>> START RAW DATA

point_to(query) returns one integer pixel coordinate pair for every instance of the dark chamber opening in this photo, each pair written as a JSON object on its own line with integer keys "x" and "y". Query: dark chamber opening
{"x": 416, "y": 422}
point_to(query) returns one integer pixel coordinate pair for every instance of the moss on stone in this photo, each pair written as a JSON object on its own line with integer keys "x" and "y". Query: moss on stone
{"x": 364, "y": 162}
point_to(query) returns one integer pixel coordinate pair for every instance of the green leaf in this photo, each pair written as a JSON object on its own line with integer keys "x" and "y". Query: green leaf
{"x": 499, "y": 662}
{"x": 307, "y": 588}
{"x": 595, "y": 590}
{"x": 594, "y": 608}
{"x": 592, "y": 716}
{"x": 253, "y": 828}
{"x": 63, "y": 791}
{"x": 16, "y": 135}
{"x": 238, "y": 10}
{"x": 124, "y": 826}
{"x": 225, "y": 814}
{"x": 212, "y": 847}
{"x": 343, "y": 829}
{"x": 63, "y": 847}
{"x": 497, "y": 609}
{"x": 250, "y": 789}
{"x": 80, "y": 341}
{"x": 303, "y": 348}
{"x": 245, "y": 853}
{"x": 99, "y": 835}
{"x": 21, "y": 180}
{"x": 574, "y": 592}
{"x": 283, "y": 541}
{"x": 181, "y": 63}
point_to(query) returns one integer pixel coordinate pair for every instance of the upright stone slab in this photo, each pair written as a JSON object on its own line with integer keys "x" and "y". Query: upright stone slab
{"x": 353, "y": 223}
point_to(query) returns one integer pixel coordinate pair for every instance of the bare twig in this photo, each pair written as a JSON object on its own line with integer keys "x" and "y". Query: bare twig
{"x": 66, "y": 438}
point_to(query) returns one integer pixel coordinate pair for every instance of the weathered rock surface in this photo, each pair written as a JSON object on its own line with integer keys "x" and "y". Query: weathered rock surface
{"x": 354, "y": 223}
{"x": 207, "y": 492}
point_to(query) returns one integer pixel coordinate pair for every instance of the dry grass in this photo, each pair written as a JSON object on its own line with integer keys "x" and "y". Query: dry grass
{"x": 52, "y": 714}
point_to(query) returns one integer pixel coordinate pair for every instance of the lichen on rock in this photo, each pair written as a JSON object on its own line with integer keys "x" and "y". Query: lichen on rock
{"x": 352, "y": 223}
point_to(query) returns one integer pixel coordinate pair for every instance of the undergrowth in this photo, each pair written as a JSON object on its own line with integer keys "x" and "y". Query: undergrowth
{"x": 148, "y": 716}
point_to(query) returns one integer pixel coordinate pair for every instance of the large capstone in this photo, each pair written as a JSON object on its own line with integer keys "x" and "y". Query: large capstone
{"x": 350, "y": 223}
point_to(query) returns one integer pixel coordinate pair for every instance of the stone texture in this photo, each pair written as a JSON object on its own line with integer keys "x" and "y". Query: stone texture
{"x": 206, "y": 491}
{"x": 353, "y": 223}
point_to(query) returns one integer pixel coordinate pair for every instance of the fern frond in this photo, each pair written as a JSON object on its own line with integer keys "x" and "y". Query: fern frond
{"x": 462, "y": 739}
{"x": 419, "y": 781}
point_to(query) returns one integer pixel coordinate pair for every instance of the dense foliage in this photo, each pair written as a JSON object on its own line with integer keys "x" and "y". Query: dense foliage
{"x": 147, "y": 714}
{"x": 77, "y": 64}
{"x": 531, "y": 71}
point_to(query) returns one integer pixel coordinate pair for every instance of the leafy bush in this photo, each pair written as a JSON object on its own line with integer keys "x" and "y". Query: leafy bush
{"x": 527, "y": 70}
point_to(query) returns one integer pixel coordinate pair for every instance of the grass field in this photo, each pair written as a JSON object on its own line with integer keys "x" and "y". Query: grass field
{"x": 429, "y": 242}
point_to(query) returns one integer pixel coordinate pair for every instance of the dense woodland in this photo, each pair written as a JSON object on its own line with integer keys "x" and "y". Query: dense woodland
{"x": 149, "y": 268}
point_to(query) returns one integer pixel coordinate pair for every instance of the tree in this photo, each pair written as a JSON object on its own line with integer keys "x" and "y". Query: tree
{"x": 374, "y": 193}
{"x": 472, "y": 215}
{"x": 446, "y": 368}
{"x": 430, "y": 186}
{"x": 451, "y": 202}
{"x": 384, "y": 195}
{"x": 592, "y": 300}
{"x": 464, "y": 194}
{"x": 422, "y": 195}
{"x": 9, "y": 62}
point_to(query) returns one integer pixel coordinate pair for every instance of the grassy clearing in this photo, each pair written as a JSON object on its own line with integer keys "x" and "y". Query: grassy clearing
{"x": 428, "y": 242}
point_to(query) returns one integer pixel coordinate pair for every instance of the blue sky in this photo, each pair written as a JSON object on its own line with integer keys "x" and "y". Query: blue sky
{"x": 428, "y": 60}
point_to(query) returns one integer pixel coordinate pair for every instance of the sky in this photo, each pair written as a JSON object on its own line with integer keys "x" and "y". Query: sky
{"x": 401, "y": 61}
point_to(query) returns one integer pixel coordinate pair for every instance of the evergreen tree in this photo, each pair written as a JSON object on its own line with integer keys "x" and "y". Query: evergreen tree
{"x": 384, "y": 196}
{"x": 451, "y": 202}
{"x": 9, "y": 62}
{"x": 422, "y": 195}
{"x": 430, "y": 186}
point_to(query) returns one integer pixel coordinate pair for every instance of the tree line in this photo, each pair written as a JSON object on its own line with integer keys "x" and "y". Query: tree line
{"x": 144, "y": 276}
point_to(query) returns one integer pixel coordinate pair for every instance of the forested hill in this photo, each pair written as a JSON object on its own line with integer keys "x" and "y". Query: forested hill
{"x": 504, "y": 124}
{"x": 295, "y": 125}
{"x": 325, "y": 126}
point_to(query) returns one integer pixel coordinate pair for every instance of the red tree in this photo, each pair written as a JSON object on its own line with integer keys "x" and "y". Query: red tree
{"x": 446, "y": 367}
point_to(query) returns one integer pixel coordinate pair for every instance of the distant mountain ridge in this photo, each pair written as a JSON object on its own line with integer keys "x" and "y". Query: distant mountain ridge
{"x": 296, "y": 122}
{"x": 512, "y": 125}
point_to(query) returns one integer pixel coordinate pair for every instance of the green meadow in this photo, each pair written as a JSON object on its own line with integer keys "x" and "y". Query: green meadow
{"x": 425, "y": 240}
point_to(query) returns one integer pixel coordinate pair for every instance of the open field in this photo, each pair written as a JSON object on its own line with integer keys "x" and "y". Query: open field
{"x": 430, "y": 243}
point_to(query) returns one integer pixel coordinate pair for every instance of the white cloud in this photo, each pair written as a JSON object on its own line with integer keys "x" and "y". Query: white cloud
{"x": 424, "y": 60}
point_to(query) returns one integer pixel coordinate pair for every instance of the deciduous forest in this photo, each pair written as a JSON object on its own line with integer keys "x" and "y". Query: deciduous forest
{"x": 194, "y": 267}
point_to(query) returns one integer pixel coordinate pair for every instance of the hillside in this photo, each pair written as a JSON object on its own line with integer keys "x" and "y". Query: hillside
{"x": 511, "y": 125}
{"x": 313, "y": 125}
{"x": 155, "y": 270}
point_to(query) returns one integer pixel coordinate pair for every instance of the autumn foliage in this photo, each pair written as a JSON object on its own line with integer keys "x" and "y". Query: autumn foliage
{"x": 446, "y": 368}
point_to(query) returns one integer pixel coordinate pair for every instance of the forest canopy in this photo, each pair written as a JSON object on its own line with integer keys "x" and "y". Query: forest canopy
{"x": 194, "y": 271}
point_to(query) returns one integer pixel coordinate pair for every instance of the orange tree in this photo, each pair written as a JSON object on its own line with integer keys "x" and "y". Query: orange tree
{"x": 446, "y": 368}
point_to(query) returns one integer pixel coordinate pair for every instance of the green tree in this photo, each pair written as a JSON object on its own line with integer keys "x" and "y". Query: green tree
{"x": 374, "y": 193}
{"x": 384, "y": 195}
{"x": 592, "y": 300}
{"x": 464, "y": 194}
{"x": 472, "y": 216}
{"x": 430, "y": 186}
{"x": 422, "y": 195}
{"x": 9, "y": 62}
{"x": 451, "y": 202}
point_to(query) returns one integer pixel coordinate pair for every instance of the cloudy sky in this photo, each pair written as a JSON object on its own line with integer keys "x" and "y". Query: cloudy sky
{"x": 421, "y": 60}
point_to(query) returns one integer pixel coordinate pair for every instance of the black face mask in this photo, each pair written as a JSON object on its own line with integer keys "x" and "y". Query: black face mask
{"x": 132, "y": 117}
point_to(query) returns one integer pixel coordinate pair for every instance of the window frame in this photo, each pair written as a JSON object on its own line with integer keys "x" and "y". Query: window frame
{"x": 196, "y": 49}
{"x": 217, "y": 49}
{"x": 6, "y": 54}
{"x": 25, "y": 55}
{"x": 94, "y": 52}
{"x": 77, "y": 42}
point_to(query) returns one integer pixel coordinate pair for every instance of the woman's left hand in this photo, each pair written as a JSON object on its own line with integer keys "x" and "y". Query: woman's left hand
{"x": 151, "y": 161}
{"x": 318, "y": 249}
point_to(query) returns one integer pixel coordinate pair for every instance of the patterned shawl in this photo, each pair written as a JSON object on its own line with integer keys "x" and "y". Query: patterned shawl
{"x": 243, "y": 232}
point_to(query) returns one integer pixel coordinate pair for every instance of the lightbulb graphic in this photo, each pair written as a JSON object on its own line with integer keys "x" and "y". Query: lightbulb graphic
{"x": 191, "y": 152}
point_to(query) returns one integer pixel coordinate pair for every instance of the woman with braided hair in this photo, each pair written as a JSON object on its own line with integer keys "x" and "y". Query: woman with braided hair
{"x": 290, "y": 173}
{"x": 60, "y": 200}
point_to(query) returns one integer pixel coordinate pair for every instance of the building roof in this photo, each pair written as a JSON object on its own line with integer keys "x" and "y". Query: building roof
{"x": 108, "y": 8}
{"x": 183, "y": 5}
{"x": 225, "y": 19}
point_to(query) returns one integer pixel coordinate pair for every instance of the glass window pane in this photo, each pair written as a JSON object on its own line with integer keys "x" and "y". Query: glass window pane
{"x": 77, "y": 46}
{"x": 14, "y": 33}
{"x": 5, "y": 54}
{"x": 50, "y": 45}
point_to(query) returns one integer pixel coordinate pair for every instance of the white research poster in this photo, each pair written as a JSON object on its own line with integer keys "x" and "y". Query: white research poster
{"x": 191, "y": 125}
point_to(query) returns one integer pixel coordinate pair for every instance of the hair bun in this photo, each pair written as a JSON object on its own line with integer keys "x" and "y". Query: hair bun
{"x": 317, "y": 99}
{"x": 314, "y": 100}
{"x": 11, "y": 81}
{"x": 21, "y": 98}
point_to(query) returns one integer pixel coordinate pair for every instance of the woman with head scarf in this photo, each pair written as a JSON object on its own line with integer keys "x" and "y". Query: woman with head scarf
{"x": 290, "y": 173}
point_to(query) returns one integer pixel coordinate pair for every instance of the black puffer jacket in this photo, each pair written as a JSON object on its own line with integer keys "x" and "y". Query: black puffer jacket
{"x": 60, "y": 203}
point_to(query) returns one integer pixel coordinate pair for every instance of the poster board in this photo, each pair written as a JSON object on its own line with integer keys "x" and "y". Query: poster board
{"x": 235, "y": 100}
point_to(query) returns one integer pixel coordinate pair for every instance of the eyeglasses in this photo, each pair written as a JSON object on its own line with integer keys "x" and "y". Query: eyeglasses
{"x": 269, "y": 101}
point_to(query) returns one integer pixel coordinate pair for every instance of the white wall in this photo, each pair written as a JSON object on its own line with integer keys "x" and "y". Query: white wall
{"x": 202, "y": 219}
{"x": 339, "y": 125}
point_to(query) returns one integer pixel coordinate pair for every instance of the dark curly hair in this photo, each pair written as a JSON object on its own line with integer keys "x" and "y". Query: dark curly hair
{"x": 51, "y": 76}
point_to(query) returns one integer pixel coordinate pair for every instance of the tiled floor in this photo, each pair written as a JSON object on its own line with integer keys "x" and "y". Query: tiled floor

>> END RAW DATA

Return the lines from the line containing "Query: dark curly hair" to the end of the entries above, exactly as they appear and with no other output.

point_to(query) returns one integer pixel coordinate pair for every instance of the dark curly hair in this photo, each pair written as a JSON object on its own line with integer keys "x" and "y". Query: dark curly hair
{"x": 51, "y": 76}
point_to(query) returns one integer pixel coordinate pair for every instance of the tiled floor in this photo, each pair written as a JSON object on its own line with integer keys "x" and "y". Query: tiled floor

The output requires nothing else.